PROBLEM STATEMENT: Without the images, write out the entries word for word.

(Point-per-instance localization data)
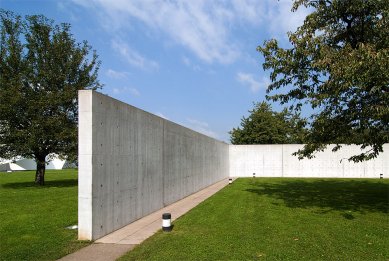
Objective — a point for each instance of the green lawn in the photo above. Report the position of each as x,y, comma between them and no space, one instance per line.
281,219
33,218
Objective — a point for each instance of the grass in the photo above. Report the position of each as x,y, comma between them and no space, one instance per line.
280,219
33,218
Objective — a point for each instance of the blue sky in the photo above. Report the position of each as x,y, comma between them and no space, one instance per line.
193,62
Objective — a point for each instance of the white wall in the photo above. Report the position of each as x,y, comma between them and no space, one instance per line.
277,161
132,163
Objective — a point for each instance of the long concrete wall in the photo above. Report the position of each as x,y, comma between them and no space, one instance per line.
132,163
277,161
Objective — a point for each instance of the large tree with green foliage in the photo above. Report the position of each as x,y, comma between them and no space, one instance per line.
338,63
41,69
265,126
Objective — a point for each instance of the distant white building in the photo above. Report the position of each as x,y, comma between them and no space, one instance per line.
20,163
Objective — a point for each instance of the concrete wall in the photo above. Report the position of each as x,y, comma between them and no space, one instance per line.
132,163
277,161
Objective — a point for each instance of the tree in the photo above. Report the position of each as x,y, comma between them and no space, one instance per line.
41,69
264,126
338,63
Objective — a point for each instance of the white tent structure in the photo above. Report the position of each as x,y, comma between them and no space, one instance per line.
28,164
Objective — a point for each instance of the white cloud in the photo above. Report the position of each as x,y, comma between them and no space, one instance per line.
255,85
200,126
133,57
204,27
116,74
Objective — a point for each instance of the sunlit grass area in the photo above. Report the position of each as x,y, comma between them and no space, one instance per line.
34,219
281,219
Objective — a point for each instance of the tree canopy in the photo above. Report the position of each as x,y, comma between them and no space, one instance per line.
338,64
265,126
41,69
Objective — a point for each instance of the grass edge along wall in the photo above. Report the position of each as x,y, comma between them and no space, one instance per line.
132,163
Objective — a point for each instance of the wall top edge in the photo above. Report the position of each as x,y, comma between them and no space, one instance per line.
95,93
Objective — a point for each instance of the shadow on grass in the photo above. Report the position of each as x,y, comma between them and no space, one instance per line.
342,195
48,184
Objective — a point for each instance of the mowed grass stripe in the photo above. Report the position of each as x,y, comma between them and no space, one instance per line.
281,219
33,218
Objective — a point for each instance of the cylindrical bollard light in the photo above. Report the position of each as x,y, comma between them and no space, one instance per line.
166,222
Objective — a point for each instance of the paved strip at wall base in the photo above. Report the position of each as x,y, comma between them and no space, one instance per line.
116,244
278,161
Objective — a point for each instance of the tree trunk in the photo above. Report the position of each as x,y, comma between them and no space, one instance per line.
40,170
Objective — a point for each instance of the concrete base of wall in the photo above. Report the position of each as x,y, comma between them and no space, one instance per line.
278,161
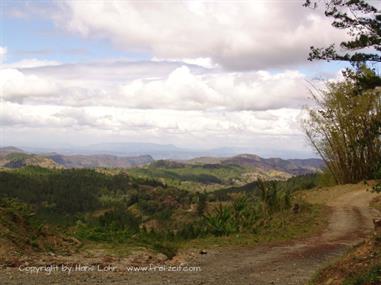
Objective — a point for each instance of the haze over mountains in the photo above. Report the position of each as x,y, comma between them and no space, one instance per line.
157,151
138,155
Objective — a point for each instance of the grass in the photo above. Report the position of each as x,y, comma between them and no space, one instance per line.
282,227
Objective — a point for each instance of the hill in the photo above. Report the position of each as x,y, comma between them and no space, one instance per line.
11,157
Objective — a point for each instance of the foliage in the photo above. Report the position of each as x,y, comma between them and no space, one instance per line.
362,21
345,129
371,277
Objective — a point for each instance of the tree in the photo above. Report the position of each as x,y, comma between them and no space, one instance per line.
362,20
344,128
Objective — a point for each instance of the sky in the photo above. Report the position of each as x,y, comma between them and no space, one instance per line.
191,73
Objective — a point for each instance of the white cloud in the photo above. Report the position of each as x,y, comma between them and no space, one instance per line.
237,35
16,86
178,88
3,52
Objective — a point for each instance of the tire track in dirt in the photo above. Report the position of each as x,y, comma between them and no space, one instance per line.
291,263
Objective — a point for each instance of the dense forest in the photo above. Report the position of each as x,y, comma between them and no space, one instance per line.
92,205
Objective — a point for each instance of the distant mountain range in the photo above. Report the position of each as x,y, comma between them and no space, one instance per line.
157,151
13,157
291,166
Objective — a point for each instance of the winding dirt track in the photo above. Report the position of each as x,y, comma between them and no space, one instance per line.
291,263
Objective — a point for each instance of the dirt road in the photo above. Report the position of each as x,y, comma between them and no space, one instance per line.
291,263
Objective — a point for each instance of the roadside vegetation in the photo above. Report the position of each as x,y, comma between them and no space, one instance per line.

RESULT OF THIS EXERCISE:
Objective — a point for each instance of the green lawn in the photo above. Report the position of each as x,y, comma between them and no space, one instance per line.
281,219
33,218
Objective — a point for each instance of the grass in the photo above. Report the position of each as x,y, comma between them and no space, one instance per line.
280,219
33,218
Objective — a point for each instance of the blue sky in the photo above. Report the position of each as x,y, comma between them and no space, one instance per line.
193,62
Objective — a point for each instance of the white wall in the photo above. Report the position of each as x,y, comma between them and no space, one instance per line.
277,161
132,163
Objective — a point for each instance of the long concrete wall in the photo above. Report the position of each as x,y, comma between them and no space, one instance per line.
132,163
277,161
Objective — a point for each instance of the large tree with green foliage in the photo above. Report the position of each as x,y, comma between them and no space, one instance per line.
338,63
41,69
265,126
Objective — a point for each instance of the distant white building in the photo above. Report the position of each as x,y, comma between them and no space, one instance per line.
20,163
Objective — a point for each instance of the concrete wall in the photo above. Report the position of each as x,y, comma between them and no space, one instance per line.
132,163
277,161
Objective — a point for each instance of the tree in the photo above. Report the position of each as x,y, comma between them and no space, one instance per line.
41,69
264,126
338,63
Objective — a point for each instance of the white tent structure in the photo above. Report the position of each as x,y, comma between them and no space, one instance per line.
28,164
Objective — a point for each instance of the white cloud in the photo above. Report the position of each as x,y, comma between them and no space, one instance per line.
255,85
200,126
133,57
204,27
116,74
Objective — a point for each instance of the sunlit grass area in the photo above. Report the position of each as x,y, comma between them and no space, one instance per line.
34,219
281,219
Objective — a point for each instance of the tree canopy in the photo above. Report the position of each as x,y, comma between them and no space, one instance per line.
338,64
265,126
41,69
Objective — a point for each instance of the grass edge along wall in the photo above. Report the position of each as x,y, comma between them and no space, one instance per line.
132,163
Objective — a point for each instance of the wall top edge in the photo above. Report the position of each as x,y, comma between them and no space, one instance per line.
95,93
Objective — a point for each instance of the shadow on grass in the photo above. Report the position of each as x,y, comma between them and no space, one instance per line.
342,195
48,184
Objective — a point for each instance of the mowed grass stripe in the photo above. Report the position of each as x,y, comma between them and no space, one instance per line.
281,219
33,218
Objective — a point for each instance of the cylindrical bollard light in the photo above. Report the position of each as x,y, comma between them and no space, one instance per line.
166,222
Objective — a point for each instance of the paved strip at wall base in the photo above. Report the position of each as x,y, comma between them and no space, one instance per line.
116,244
278,161
Objective — a point for each instance of the tree trunk in the photo above. Report the position of each as x,y, comma between them and no space, one instance per line.
40,170
Objective — a point for each instance of the concrete base of wall in the photo above. Report the position of each as x,y, comma between them and no space, one instance per line.
278,161
Objective — a point for each instance of the haze over mountains in the photo above. Report the position of each as x,y, comma between them and no space, one instance per line.
157,151
138,155
Objective — a point for each instance of the grass in the photo above. Report the position of each as x,y, comma between them and no space, one instance per line.
282,227
Objective — a point for each instance of the hill in the photo above. Report the position of each as x,y, comma between them and no space, one instance per line.
11,157
Objective — a point for each instance of the foliage in the photo above. Report the position of each as x,y, comma between them and no space, one instance per line.
362,21
345,129
371,277
Objective — a point for each instance of the tree in the photo above. Report the position of each as x,y, comma between them and no space, one instance per line.
362,20
344,128
Objective — a point for each instance of the sky in the photo above. Report the position of each as x,y, comma between them and no space, one instance per line.
191,73
Objective — a point for each instance of the white cloud in the photo above. Report the position of each as x,y, comma between them and no space, one instance per line.
237,35
16,86
178,88
3,52
Objective — a point for each instance of the tire track in dirt in the photo above. Report the position of each as x,y, comma between them and no space, one instance per line.
291,263
Objective — a point for each instance of the dense forest in the photo above. Report the position of each as x,y, comma between them and no space, one instance per line.
92,205
Objective — a point for each instance of the distant mountain range in the photo above. Report the position of each as x,y, comma between them and no space, one instance per line.
157,151
13,157
291,166
Objective — a point for each instance of the winding dirt track in the photo above. Report the position of each as x,y, comma between them and no space, one instance per line.
291,263
Objective — a point for each instance of the dirt road in the photo above. Report the position of each as x,y, comma between them and no space, one instance per line.
291,263
Objective — a point for each instance of the roadside vegetation in the photo above. Report the position of each as x,y, comma between them and no space, one instance per line.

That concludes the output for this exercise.